• **Your task**: Exactly as they appear, output all of the entries.
◆ ◆ ◆ ◆ ◆
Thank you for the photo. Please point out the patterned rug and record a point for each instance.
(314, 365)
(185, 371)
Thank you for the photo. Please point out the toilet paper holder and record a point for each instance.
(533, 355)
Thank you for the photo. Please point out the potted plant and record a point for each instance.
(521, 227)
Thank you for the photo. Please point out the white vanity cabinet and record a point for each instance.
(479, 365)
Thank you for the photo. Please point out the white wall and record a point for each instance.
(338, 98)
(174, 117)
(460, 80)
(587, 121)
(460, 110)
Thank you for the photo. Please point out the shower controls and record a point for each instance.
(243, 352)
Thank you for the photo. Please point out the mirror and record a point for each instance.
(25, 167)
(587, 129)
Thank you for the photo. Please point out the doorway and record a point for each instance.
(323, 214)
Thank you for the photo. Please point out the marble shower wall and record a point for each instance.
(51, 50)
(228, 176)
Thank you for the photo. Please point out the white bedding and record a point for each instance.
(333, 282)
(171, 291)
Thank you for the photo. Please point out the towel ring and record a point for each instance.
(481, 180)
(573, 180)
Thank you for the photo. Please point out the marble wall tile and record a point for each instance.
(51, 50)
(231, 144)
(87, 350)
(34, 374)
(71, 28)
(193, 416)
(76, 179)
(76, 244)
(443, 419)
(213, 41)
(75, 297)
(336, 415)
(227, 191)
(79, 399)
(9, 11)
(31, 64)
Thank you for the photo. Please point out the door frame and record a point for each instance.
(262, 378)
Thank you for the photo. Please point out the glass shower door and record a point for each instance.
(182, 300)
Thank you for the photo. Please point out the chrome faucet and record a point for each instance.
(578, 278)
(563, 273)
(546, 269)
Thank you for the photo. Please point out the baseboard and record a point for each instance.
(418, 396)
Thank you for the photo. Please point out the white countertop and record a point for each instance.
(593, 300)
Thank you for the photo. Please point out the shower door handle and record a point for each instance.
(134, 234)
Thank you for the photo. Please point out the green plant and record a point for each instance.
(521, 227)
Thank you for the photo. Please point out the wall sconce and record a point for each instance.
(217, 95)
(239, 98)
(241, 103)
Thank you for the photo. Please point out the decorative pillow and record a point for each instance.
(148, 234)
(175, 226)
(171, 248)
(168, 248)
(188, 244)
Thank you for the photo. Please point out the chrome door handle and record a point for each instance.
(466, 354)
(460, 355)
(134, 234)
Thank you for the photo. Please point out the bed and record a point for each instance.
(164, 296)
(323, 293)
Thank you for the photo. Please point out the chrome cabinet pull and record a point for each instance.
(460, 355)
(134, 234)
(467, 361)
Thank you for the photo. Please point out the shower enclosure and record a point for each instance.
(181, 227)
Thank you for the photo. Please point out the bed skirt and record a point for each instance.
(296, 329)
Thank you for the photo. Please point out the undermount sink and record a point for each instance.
◆ ◆ ◆ ◆ ◆
• **Exercise solution**:
Thank you for the photo. Please point out the patterned rug and record a point for each instance.
(314, 365)
(185, 371)
Thank you for the photo. Please point out the toilet paper holder and record a point for each instance.
(533, 355)
Thank you for the photo. Please point out the potted plant and record a point for each instance.
(521, 227)
Thank you for the photo. Please point out the white vanity cabinet and record a point for each instance.
(479, 365)
Thank you for the photo. Please point out the white wall and record a point for each instance.
(338, 98)
(174, 117)
(460, 80)
(587, 121)
(460, 110)
Thank you for the photo. Please point out the shower controls and record a point for each instance.
(243, 352)
Thank you for the photo. Please point out the mirror and record a point for each instance.
(25, 167)
(587, 129)
Thank you for the photo. Please point out the doorway and record a point for each instance.
(323, 214)
Thank you for the photo. Please point out the marble shower wall and record a point for each instance.
(51, 50)
(228, 176)
Thank you for the photo. Please point out the white bedding and record a point for each instance.
(333, 282)
(171, 291)
Thank you for the photo. Please point out the towel ring and record a point for each instance.
(481, 180)
(573, 180)
Thank you for the photo. Please point out the marble wall tile and record a point for each instance.
(51, 50)
(231, 144)
(87, 350)
(34, 374)
(71, 28)
(193, 416)
(76, 179)
(76, 244)
(443, 419)
(213, 41)
(75, 297)
(336, 415)
(227, 191)
(79, 399)
(9, 11)
(31, 64)
Thank you for the photo. Please point out the door frame and record a point for each instance.
(262, 378)
Thank you for the photo. Please point out the glass shower door and record a point for each instance.
(182, 300)
Thank you for the photo. Please point out the chrome faucet and record a point for each instance.
(578, 278)
(563, 273)
(546, 269)
Thank you for the photo. Please point out the baseboard and record a point for each instance.
(418, 396)
Thank you for the photo. Please point out the white countertop and record a point for each instance.
(593, 300)
Thank you for the photo. Please point out the shower door handle and record a point for each instance.
(134, 234)
Thank you for the photo. Please point out the green plant and record a point for each instance.
(521, 227)
Thank you for the photo. Please point out the wall sconce and record a point for each instance.
(217, 95)
(239, 98)
(241, 103)
Thank you for the photo. Please point out the decorative pillow and record a point for each instance.
(148, 234)
(175, 226)
(171, 248)
(168, 248)
(188, 244)
Thank you for the photo. Please point out the chrome door handle and record a point for each instance.
(466, 354)
(460, 355)
(134, 234)
Thank you for the photo. Please point out the bed and record a point for each instance.
(164, 296)
(323, 293)
Thank you for the photo. Please point out the chrome cabinet pull and record a point for each instance.
(460, 355)
(134, 234)
(467, 361)
Thank you for the photo. Please point out the shower enclosure and record a point for each instance.
(181, 227)
Thank you for the photo. Please point out the bed skirt and record a point for each instance.
(296, 329)
Thank you for the photo. Please point out the undermount sink and record a point for each instance.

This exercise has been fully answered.